== Problem statement ==
Reproduce the passage of the article on the Philippines' 2017 growth target from "PH on track" up to and including "Product (GDP) of 6.4​ percent.", keeping every word and punctuation mark unchanged.

== Extract ==
_____

PH on track to meet 2017 GDP growth target

  • May 19, 2017

MANILA, May 19 -- Finance Secretary Carlos Dominguez III has voiced optimism that the Philippines ​remains​ on track to meet its full-year growth target of 6.5 percent to 7.5 percent, after the National and Economic and Development Authority (NEDA) reported on Thursday a first-quarter Gross Domestic Product (GDP) of 6.4​ percent.

“GDP expansion in the year’s first three months illustrates that growth remains steady and could gain momentum for the rest of the year," said Dominguez, "partly as a result​ of this Administration’s ‘Dutertenomics’ strategy to stimulate economic activity and achieve financial inclusion for all Filipinos in the long haul via an aggressive expenditure program on infrastructure, human capital formation and social protection.”

_____

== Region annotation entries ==
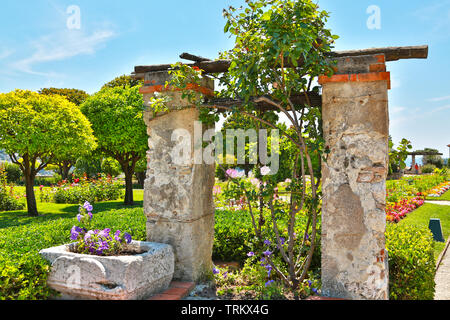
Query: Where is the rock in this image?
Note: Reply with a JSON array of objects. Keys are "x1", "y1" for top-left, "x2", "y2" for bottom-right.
[{"x1": 39, "y1": 241, "x2": 175, "y2": 300}]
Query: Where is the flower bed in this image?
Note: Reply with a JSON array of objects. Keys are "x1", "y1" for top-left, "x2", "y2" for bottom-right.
[
  {"x1": 386, "y1": 174, "x2": 450, "y2": 223},
  {"x1": 49, "y1": 176, "x2": 123, "y2": 204},
  {"x1": 427, "y1": 181, "x2": 450, "y2": 197},
  {"x1": 386, "y1": 195, "x2": 424, "y2": 222}
]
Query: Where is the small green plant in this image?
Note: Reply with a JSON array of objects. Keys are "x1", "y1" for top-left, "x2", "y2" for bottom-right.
[
  {"x1": 422, "y1": 164, "x2": 436, "y2": 173},
  {"x1": 0, "y1": 168, "x2": 25, "y2": 211},
  {"x1": 386, "y1": 224, "x2": 435, "y2": 300}
]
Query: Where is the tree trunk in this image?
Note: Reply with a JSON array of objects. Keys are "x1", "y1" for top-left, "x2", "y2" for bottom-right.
[
  {"x1": 135, "y1": 171, "x2": 145, "y2": 189},
  {"x1": 24, "y1": 174, "x2": 38, "y2": 217},
  {"x1": 124, "y1": 169, "x2": 134, "y2": 205}
]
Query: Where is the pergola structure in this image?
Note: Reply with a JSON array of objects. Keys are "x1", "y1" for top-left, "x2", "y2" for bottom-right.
[
  {"x1": 133, "y1": 46, "x2": 428, "y2": 299},
  {"x1": 408, "y1": 151, "x2": 443, "y2": 170}
]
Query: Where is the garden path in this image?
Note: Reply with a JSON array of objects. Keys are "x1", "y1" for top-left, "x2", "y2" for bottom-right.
[
  {"x1": 425, "y1": 201, "x2": 450, "y2": 300},
  {"x1": 425, "y1": 200, "x2": 450, "y2": 206}
]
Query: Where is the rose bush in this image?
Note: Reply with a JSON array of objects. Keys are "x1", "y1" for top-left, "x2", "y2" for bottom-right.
[{"x1": 70, "y1": 201, "x2": 132, "y2": 256}]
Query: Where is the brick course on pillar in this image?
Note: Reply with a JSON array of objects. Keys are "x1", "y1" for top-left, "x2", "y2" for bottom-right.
[
  {"x1": 319, "y1": 55, "x2": 390, "y2": 299},
  {"x1": 140, "y1": 71, "x2": 215, "y2": 282}
]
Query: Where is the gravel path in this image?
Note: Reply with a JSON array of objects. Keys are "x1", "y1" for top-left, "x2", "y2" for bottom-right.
[
  {"x1": 425, "y1": 200, "x2": 450, "y2": 206},
  {"x1": 425, "y1": 200, "x2": 450, "y2": 300}
]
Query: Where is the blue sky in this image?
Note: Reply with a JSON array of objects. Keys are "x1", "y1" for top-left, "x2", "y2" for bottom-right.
[{"x1": 0, "y1": 0, "x2": 450, "y2": 157}]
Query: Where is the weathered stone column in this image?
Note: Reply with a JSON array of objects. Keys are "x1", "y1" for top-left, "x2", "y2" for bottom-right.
[
  {"x1": 141, "y1": 71, "x2": 215, "y2": 281},
  {"x1": 319, "y1": 55, "x2": 390, "y2": 299}
]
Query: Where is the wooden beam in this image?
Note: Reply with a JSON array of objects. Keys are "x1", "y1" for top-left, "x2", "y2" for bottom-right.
[
  {"x1": 134, "y1": 45, "x2": 428, "y2": 77},
  {"x1": 205, "y1": 91, "x2": 322, "y2": 111},
  {"x1": 330, "y1": 45, "x2": 428, "y2": 61},
  {"x1": 180, "y1": 52, "x2": 211, "y2": 62}
]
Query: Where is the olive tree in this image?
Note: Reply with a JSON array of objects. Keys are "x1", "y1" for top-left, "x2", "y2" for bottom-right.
[
  {"x1": 162, "y1": 0, "x2": 338, "y2": 293},
  {"x1": 81, "y1": 85, "x2": 148, "y2": 205},
  {"x1": 0, "y1": 90, "x2": 96, "y2": 216},
  {"x1": 38, "y1": 88, "x2": 89, "y2": 179}
]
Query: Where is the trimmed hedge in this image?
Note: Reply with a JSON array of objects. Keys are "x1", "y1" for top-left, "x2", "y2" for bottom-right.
[
  {"x1": 386, "y1": 224, "x2": 436, "y2": 300},
  {"x1": 213, "y1": 210, "x2": 435, "y2": 300},
  {"x1": 0, "y1": 208, "x2": 146, "y2": 300},
  {"x1": 0, "y1": 208, "x2": 435, "y2": 300},
  {"x1": 213, "y1": 210, "x2": 320, "y2": 270}
]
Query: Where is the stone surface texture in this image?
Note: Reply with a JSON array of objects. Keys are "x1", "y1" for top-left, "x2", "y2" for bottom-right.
[
  {"x1": 322, "y1": 56, "x2": 389, "y2": 300},
  {"x1": 144, "y1": 71, "x2": 215, "y2": 282},
  {"x1": 40, "y1": 241, "x2": 175, "y2": 300}
]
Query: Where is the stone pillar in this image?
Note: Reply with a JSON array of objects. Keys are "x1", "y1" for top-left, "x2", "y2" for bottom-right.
[
  {"x1": 141, "y1": 72, "x2": 215, "y2": 282},
  {"x1": 319, "y1": 55, "x2": 390, "y2": 300}
]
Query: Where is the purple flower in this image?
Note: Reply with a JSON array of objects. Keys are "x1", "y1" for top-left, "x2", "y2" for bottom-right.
[
  {"x1": 260, "y1": 166, "x2": 270, "y2": 176},
  {"x1": 84, "y1": 230, "x2": 94, "y2": 241},
  {"x1": 123, "y1": 232, "x2": 131, "y2": 243},
  {"x1": 83, "y1": 201, "x2": 93, "y2": 212},
  {"x1": 70, "y1": 226, "x2": 83, "y2": 240},
  {"x1": 266, "y1": 280, "x2": 274, "y2": 287},
  {"x1": 114, "y1": 230, "x2": 122, "y2": 242},
  {"x1": 99, "y1": 228, "x2": 111, "y2": 238}
]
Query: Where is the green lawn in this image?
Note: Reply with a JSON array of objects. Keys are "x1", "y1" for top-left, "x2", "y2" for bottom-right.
[
  {"x1": 399, "y1": 204, "x2": 450, "y2": 259},
  {"x1": 0, "y1": 187, "x2": 144, "y2": 229},
  {"x1": 427, "y1": 190, "x2": 450, "y2": 201}
]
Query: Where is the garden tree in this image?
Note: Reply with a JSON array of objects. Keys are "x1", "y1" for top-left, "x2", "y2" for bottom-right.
[
  {"x1": 38, "y1": 88, "x2": 89, "y2": 180},
  {"x1": 134, "y1": 157, "x2": 147, "y2": 189},
  {"x1": 101, "y1": 157, "x2": 122, "y2": 178},
  {"x1": 418, "y1": 148, "x2": 444, "y2": 169},
  {"x1": 73, "y1": 156, "x2": 102, "y2": 179},
  {"x1": 0, "y1": 90, "x2": 96, "y2": 216},
  {"x1": 102, "y1": 74, "x2": 143, "y2": 89},
  {"x1": 388, "y1": 136, "x2": 412, "y2": 174},
  {"x1": 220, "y1": 112, "x2": 278, "y2": 178},
  {"x1": 81, "y1": 86, "x2": 148, "y2": 204},
  {"x1": 38, "y1": 88, "x2": 89, "y2": 106},
  {"x1": 158, "y1": 0, "x2": 337, "y2": 294}
]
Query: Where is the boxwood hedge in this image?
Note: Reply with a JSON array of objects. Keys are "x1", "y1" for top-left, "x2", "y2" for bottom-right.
[{"x1": 0, "y1": 208, "x2": 146, "y2": 300}]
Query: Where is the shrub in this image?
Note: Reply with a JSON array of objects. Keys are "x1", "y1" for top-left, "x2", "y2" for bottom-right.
[
  {"x1": 0, "y1": 168, "x2": 25, "y2": 211},
  {"x1": 0, "y1": 208, "x2": 146, "y2": 300},
  {"x1": 1, "y1": 162, "x2": 23, "y2": 183},
  {"x1": 422, "y1": 164, "x2": 436, "y2": 173},
  {"x1": 386, "y1": 224, "x2": 435, "y2": 300},
  {"x1": 213, "y1": 210, "x2": 320, "y2": 270},
  {"x1": 53, "y1": 177, "x2": 123, "y2": 204}
]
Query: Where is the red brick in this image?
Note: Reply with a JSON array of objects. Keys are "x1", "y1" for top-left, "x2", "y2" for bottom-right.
[
  {"x1": 369, "y1": 63, "x2": 386, "y2": 72},
  {"x1": 170, "y1": 281, "x2": 195, "y2": 290},
  {"x1": 306, "y1": 296, "x2": 346, "y2": 301},
  {"x1": 148, "y1": 293, "x2": 182, "y2": 300}
]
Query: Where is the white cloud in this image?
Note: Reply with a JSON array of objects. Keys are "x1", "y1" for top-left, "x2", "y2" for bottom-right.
[
  {"x1": 12, "y1": 30, "x2": 115, "y2": 76},
  {"x1": 0, "y1": 49, "x2": 14, "y2": 60},
  {"x1": 429, "y1": 96, "x2": 450, "y2": 102},
  {"x1": 389, "y1": 106, "x2": 406, "y2": 113}
]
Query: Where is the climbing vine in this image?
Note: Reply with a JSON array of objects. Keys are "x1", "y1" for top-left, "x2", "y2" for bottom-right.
[{"x1": 151, "y1": 0, "x2": 338, "y2": 291}]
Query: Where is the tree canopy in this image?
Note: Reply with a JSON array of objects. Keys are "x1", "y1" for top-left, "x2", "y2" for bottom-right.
[
  {"x1": 0, "y1": 90, "x2": 96, "y2": 215},
  {"x1": 38, "y1": 88, "x2": 89, "y2": 106},
  {"x1": 81, "y1": 86, "x2": 148, "y2": 204}
]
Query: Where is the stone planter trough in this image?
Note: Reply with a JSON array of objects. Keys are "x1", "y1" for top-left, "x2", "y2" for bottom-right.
[{"x1": 40, "y1": 241, "x2": 175, "y2": 300}]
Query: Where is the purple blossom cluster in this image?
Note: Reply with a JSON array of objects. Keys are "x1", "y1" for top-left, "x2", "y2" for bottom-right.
[{"x1": 70, "y1": 201, "x2": 132, "y2": 255}]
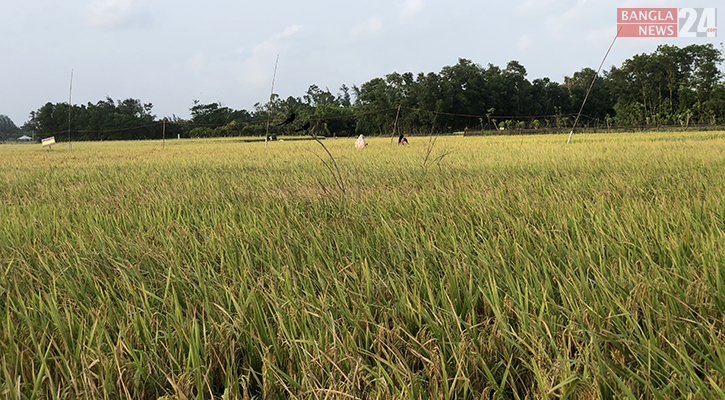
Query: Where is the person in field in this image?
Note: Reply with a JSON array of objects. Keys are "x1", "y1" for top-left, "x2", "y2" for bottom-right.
[{"x1": 355, "y1": 133, "x2": 368, "y2": 149}]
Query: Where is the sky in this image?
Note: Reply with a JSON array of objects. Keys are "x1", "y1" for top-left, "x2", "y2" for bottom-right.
[{"x1": 0, "y1": 0, "x2": 725, "y2": 126}]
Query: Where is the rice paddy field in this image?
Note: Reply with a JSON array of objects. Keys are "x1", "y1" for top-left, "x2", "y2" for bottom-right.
[{"x1": 0, "y1": 132, "x2": 725, "y2": 399}]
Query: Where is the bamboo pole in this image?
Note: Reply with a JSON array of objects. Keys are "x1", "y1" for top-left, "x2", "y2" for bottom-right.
[{"x1": 264, "y1": 54, "x2": 279, "y2": 149}]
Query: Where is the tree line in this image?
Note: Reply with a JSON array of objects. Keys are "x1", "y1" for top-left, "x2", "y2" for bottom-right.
[{"x1": 11, "y1": 44, "x2": 725, "y2": 140}]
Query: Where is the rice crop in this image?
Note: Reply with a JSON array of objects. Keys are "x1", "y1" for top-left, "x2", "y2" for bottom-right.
[{"x1": 0, "y1": 132, "x2": 725, "y2": 399}]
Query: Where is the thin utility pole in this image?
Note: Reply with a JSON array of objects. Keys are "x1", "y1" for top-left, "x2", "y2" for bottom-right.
[
  {"x1": 68, "y1": 69, "x2": 73, "y2": 152},
  {"x1": 566, "y1": 27, "x2": 622, "y2": 144},
  {"x1": 264, "y1": 54, "x2": 279, "y2": 149},
  {"x1": 390, "y1": 105, "x2": 400, "y2": 146}
]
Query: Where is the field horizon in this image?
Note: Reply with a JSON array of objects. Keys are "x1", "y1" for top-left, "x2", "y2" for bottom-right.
[{"x1": 0, "y1": 131, "x2": 725, "y2": 399}]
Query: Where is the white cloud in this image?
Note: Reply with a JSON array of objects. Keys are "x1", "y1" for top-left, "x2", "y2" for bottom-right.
[
  {"x1": 398, "y1": 0, "x2": 423, "y2": 17},
  {"x1": 352, "y1": 17, "x2": 383, "y2": 36},
  {"x1": 186, "y1": 53, "x2": 206, "y2": 75},
  {"x1": 239, "y1": 25, "x2": 302, "y2": 85},
  {"x1": 516, "y1": 35, "x2": 533, "y2": 51},
  {"x1": 85, "y1": 0, "x2": 152, "y2": 28},
  {"x1": 518, "y1": 0, "x2": 556, "y2": 15}
]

_____

== Task solution ==
PH on track to meet 2017 GDP growth target

  • May 19, 2017

MANILA, May 19 -- Finance Secretary Carlos Dominguez III has voiced optimism that the Philippines ​remains​ on track to meet its full-year growth target of 6.5 percent to 7.5 percent, after the National and Economic and Development Authority (NEDA) reported on Thursday a first-quarter Gross Domestic Product (GDP) of 6.4​ percent.